Task objective: Please output the entries below from the line that contains "body in the photograph above." through the final line, reproduced exactly and alone.
——————————
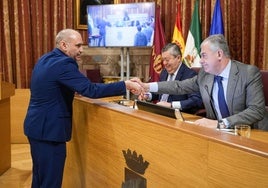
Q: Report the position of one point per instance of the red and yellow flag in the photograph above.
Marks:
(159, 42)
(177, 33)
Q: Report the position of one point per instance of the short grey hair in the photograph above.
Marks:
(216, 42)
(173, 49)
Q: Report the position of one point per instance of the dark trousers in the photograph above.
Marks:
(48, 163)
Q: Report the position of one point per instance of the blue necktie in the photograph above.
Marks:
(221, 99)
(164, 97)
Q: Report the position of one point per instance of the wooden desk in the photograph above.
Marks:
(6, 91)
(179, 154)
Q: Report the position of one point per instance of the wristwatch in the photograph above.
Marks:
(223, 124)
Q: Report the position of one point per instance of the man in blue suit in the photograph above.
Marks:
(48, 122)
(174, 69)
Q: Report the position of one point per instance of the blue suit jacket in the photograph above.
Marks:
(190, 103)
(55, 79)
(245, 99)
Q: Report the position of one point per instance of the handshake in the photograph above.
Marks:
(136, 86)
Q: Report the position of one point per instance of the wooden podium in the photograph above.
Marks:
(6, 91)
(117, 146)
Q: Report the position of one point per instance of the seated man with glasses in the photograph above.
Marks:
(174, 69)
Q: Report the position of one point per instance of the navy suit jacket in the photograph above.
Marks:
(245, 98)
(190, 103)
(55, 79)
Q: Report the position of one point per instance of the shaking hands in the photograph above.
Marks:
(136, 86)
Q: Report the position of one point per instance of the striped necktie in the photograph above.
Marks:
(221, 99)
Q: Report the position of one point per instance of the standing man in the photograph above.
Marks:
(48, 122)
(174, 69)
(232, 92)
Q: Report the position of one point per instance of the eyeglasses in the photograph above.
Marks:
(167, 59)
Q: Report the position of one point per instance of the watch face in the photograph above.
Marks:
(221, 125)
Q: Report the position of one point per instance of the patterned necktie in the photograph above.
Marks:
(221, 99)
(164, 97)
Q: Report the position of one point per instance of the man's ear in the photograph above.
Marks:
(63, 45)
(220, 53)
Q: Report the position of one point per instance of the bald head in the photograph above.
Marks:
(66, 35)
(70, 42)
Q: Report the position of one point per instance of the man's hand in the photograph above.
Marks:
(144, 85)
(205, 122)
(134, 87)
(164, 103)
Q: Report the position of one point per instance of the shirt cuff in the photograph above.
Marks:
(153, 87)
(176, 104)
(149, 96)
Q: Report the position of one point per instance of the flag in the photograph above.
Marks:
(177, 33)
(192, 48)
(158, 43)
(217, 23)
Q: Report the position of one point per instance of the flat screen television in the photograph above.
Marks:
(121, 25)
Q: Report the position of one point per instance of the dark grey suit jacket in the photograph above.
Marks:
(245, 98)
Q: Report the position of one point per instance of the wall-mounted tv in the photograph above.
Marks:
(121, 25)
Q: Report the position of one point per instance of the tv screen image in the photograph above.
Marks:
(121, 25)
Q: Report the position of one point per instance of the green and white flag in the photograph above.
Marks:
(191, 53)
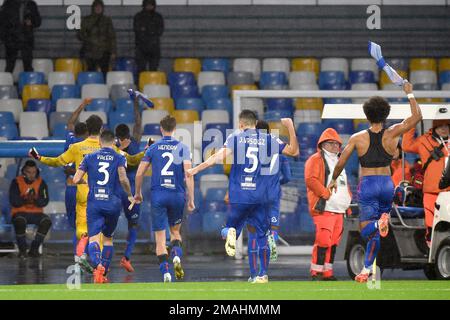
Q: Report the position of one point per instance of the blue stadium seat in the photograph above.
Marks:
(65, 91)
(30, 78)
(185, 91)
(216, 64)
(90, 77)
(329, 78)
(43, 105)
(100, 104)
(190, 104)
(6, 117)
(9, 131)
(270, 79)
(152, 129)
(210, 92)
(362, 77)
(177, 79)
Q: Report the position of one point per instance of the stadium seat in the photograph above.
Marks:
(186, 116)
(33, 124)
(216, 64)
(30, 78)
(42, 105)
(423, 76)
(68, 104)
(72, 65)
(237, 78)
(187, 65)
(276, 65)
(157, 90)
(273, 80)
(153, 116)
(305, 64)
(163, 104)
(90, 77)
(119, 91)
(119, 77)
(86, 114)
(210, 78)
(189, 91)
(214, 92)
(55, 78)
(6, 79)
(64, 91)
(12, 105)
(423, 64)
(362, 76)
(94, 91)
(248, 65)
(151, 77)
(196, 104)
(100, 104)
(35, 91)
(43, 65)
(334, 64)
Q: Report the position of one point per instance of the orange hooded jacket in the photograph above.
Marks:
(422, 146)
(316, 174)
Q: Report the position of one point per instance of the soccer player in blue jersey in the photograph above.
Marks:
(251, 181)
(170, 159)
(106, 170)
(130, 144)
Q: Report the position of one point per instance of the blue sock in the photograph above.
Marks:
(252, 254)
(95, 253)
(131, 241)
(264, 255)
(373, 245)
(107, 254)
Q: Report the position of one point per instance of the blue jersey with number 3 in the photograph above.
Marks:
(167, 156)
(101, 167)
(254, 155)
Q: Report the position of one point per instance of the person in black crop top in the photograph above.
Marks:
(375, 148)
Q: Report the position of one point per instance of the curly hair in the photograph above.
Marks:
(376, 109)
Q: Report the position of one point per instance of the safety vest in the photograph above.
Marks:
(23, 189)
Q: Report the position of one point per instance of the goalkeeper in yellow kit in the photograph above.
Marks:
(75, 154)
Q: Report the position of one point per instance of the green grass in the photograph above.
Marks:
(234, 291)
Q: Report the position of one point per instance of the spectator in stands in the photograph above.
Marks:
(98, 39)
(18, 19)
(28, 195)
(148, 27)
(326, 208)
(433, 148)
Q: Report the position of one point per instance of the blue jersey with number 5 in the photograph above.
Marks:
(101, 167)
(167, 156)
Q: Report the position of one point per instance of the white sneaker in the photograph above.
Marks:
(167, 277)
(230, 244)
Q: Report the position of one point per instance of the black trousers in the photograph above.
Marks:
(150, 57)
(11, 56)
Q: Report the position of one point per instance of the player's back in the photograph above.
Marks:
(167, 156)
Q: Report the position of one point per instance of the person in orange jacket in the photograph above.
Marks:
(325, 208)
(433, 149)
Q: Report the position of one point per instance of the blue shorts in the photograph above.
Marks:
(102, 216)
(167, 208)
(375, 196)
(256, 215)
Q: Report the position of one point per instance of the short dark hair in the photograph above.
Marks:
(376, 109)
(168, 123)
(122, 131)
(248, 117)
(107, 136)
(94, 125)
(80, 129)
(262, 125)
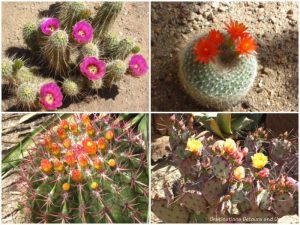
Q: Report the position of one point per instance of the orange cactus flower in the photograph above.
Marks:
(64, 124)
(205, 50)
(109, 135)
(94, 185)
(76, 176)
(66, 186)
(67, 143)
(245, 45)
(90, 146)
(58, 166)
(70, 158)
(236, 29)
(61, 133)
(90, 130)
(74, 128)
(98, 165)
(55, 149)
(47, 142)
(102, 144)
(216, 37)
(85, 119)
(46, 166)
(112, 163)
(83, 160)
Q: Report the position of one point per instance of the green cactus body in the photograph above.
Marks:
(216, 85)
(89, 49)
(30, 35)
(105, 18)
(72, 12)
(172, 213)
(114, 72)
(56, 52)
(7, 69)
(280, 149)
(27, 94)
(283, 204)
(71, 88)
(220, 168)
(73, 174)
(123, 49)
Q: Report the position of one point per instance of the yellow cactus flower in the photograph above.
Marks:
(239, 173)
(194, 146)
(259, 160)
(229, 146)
——————————
Exercise result:
Q: Report the position of one point per instance of the green cactus body in the photograph above.
Marks:
(216, 85)
(89, 49)
(30, 35)
(105, 18)
(72, 12)
(172, 213)
(114, 72)
(56, 52)
(7, 69)
(280, 149)
(27, 94)
(283, 204)
(71, 88)
(220, 168)
(73, 174)
(123, 49)
Q: Report the position of one point per instance of the yellow cactus flower in the photograph above.
Marks:
(239, 173)
(194, 146)
(259, 160)
(229, 146)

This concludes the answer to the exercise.